"""

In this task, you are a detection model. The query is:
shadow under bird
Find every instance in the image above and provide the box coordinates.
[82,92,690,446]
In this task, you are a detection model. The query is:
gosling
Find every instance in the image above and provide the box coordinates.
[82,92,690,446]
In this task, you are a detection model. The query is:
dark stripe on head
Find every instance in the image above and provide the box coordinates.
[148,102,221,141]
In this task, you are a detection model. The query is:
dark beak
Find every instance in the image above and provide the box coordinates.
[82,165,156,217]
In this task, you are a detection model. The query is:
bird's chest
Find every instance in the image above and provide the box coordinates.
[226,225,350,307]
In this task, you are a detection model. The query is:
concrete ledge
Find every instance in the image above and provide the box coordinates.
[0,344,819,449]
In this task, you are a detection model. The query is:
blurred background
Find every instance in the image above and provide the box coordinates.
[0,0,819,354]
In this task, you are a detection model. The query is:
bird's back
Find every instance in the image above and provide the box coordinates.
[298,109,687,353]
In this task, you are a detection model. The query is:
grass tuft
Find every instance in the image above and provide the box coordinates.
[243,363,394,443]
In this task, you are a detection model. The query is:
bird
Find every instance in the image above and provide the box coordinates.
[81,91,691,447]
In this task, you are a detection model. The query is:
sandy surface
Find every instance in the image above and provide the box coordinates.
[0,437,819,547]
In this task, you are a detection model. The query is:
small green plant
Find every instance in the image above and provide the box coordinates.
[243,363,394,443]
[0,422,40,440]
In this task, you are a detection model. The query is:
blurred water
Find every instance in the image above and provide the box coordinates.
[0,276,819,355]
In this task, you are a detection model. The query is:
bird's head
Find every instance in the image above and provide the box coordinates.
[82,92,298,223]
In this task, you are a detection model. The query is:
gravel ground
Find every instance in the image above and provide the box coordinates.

"""

Present the data as a two-column CSV with the headers "text" and "answer", starting at the beginning and going through the line containing "[0,0,819,354]". Each row should pair a stretch of text with the coordinates that follow it, with each field quoted and its line breaks replaced by spaces.

text,answer
"In this task, you are a detection model. The query is: shadow under bird Find every instance in the image above and provide the box coordinates.","[82,92,690,446]"
"In this task, you are a detection model. The query is: gosling Find every instance in the image above and provide the box coordinates.","[82,92,690,446]"
"In this task, you are a detection model. The query is: dark stripe on head Find every instance in the image above and provide the box coordinates.","[148,102,221,141]"
"In this task, you are a detection model. The query is: dark beak Find every instance in the image above and provide the box coordinates.","[82,165,156,217]"
"In this task, you are a detection model. The query is: bird's chest Find every instance in the image above and provide the box coordinates.","[226,225,350,307]"
"In this task, you are a detection model. The query is: concrete ledge Find every instance in the image above and provide the box coordinates.","[0,344,819,449]"
"In this task, you are a detection model. The query is: blurred background Find every instance in the image above and provide the box coordinates.","[0,0,819,354]"